- **INSTRUCTION**: Find each line in the material below that contains the string "item", matching case exactly, and copy those lines out.

[Shape boundary entries]

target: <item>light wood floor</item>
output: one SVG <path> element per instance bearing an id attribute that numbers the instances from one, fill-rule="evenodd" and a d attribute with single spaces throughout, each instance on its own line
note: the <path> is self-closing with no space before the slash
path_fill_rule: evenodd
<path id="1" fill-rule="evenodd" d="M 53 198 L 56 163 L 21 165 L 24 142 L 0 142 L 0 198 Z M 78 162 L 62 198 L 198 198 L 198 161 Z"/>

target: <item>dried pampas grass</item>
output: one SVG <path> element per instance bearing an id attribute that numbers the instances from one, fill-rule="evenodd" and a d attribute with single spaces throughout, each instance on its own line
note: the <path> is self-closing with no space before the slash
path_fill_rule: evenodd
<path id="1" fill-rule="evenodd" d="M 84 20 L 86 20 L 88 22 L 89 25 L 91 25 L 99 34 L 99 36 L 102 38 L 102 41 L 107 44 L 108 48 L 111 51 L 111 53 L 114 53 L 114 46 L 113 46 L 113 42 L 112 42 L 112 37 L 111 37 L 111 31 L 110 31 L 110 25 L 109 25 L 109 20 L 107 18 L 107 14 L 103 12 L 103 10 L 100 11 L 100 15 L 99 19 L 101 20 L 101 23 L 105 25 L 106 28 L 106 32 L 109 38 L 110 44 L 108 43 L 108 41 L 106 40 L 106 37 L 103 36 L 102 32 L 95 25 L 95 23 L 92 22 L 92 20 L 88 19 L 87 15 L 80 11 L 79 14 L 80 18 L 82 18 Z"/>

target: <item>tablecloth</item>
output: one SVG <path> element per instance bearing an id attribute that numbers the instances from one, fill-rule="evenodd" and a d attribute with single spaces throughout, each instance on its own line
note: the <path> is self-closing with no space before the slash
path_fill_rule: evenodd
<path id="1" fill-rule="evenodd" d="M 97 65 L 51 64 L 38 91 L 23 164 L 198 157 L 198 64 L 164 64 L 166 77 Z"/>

- **SOLUTION BELOW**:
target: <item>light wood floor</item>
target: <item>dried pampas grass</item>
target: <item>tablecloth</item>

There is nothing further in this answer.